Work item — Setting aside any pictures, reproduce the data exactly.

-------- Data provided

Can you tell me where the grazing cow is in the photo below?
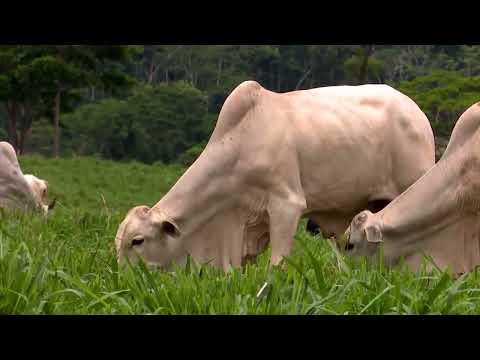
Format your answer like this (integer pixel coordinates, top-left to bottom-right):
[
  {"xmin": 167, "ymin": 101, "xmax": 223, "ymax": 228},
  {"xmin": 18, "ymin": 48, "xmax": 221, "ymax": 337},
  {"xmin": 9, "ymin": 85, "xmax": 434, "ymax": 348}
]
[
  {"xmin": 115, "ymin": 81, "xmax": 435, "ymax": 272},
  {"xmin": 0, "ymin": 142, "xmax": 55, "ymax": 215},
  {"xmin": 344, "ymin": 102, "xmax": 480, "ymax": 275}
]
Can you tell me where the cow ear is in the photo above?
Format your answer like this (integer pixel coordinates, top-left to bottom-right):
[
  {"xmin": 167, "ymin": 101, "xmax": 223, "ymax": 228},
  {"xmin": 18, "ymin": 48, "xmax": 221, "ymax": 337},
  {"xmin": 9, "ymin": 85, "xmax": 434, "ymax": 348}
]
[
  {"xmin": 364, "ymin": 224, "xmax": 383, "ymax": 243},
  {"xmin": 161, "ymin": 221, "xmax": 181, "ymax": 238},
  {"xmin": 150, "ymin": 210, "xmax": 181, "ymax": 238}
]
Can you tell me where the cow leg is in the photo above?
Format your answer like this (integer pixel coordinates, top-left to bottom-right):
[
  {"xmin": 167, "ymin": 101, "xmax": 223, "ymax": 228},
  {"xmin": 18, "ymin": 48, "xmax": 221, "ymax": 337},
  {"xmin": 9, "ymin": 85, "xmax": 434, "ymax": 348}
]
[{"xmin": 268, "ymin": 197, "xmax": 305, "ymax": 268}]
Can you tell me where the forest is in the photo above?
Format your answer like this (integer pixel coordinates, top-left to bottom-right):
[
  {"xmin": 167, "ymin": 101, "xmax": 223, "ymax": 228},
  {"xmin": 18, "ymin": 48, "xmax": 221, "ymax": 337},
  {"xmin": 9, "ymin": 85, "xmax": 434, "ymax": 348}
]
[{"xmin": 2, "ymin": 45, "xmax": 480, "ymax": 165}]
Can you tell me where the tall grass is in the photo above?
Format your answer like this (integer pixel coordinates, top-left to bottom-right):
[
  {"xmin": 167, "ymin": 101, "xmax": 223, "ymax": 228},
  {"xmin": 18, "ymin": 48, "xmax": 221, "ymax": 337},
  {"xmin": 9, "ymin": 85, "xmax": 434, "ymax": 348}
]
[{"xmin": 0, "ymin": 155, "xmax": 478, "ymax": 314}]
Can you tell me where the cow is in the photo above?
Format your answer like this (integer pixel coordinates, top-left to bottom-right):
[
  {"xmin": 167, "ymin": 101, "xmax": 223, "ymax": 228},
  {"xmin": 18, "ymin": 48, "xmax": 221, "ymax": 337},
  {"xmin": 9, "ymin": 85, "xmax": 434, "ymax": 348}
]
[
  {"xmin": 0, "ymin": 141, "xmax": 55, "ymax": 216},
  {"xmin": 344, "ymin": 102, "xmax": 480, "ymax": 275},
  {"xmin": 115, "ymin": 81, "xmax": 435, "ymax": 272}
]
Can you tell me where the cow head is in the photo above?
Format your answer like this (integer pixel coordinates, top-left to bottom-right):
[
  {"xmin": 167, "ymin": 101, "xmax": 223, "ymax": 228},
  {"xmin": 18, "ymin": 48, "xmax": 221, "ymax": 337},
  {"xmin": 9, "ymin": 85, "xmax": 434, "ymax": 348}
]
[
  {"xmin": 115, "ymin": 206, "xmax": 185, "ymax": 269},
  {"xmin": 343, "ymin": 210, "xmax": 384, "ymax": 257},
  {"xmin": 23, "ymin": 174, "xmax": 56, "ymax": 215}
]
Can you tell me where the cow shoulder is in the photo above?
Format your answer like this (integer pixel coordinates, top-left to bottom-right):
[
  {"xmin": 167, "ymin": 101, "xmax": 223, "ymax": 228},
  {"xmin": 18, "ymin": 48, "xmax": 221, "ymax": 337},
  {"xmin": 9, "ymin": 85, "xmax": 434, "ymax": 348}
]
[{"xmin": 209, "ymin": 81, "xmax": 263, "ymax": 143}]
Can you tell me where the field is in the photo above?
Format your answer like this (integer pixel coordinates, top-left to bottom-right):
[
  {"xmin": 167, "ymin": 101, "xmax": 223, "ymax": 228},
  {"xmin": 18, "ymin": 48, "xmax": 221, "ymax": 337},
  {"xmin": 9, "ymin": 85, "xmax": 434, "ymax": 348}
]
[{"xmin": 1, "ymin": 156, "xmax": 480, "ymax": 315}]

----------------

Result —
Can you tell me where the grazing cow is in the photo below?
Format your answer like this (integer pixel coordinates, top-left to bottom-right):
[
  {"xmin": 167, "ymin": 101, "xmax": 223, "ymax": 228},
  {"xmin": 18, "ymin": 48, "xmax": 221, "ymax": 337},
  {"xmin": 9, "ymin": 85, "xmax": 434, "ymax": 348}
]
[
  {"xmin": 115, "ymin": 81, "xmax": 435, "ymax": 272},
  {"xmin": 0, "ymin": 142, "xmax": 55, "ymax": 215},
  {"xmin": 344, "ymin": 102, "xmax": 480, "ymax": 275}
]
Can you tell me where the cow ear is in the photo above?
Format your answer like this (integer pixel coordinates, top-left to bottom-right):
[
  {"xmin": 167, "ymin": 101, "xmax": 223, "ymax": 228},
  {"xmin": 18, "ymin": 48, "xmax": 221, "ymax": 337},
  {"xmin": 9, "ymin": 85, "xmax": 434, "ymax": 348}
]
[
  {"xmin": 364, "ymin": 224, "xmax": 383, "ymax": 243},
  {"xmin": 161, "ymin": 221, "xmax": 181, "ymax": 238},
  {"xmin": 150, "ymin": 210, "xmax": 181, "ymax": 238}
]
Can you tell me where the cow leg is in the photo above?
Format your answer like this (integer pixel coordinates, top-left to bottom-right):
[
  {"xmin": 167, "ymin": 101, "xmax": 223, "ymax": 228},
  {"xmin": 18, "ymin": 48, "xmax": 221, "ymax": 337},
  {"xmin": 9, "ymin": 85, "xmax": 434, "ymax": 348}
]
[{"xmin": 268, "ymin": 197, "xmax": 305, "ymax": 268}]
Can you tell me where the forest is in the photo above?
Format your answer like this (integer pixel coordinates, top-left to bottom-right):
[
  {"xmin": 167, "ymin": 101, "xmax": 223, "ymax": 228},
  {"xmin": 18, "ymin": 48, "xmax": 221, "ymax": 337},
  {"xmin": 9, "ymin": 85, "xmax": 434, "ymax": 348}
]
[{"xmin": 2, "ymin": 45, "xmax": 480, "ymax": 165}]
Can you tell me where the tall grass is in the photo above?
Format your answer like this (integer pixel coordinates, top-left to bottom-right):
[
  {"xmin": 167, "ymin": 101, "xmax": 223, "ymax": 228},
  {"xmin": 18, "ymin": 48, "xmax": 221, "ymax": 337},
  {"xmin": 9, "ymin": 85, "xmax": 434, "ymax": 348}
]
[{"xmin": 0, "ymin": 155, "xmax": 478, "ymax": 314}]
Can you tell me where the cow is in the photo above?
Format your answer like this (integer pixel coordinates, top-left to bottom-right):
[
  {"xmin": 167, "ymin": 101, "xmax": 223, "ymax": 228},
  {"xmin": 18, "ymin": 48, "xmax": 221, "ymax": 337},
  {"xmin": 9, "ymin": 85, "xmax": 434, "ymax": 348}
]
[
  {"xmin": 0, "ymin": 141, "xmax": 55, "ymax": 216},
  {"xmin": 344, "ymin": 102, "xmax": 480, "ymax": 275},
  {"xmin": 115, "ymin": 81, "xmax": 435, "ymax": 272}
]
Can you tell me where the cow head is in the photo above?
Format your answer like this (integer pixel coordinates, top-left to bottom-right):
[
  {"xmin": 167, "ymin": 101, "xmax": 223, "ymax": 228},
  {"xmin": 18, "ymin": 48, "xmax": 221, "ymax": 337},
  {"xmin": 9, "ymin": 85, "xmax": 434, "ymax": 348}
]
[
  {"xmin": 115, "ymin": 206, "xmax": 185, "ymax": 269},
  {"xmin": 343, "ymin": 210, "xmax": 384, "ymax": 257},
  {"xmin": 23, "ymin": 174, "xmax": 56, "ymax": 215}
]
Can you tell me where the cow shoulder is in the photo above?
Format your answer like this (integer pixel coordinates, top-left to bottom-right):
[
  {"xmin": 167, "ymin": 101, "xmax": 223, "ymax": 228},
  {"xmin": 18, "ymin": 48, "xmax": 221, "ymax": 337},
  {"xmin": 9, "ymin": 85, "xmax": 434, "ymax": 348}
]
[{"xmin": 209, "ymin": 81, "xmax": 263, "ymax": 143}]
Can you tell me where the field is in the photo above?
Format your answer like this (integer pixel coordinates, top-left to bottom-right):
[
  {"xmin": 167, "ymin": 101, "xmax": 223, "ymax": 228},
  {"xmin": 18, "ymin": 48, "xmax": 221, "ymax": 337},
  {"xmin": 9, "ymin": 85, "xmax": 434, "ymax": 348}
]
[{"xmin": 1, "ymin": 156, "xmax": 480, "ymax": 315}]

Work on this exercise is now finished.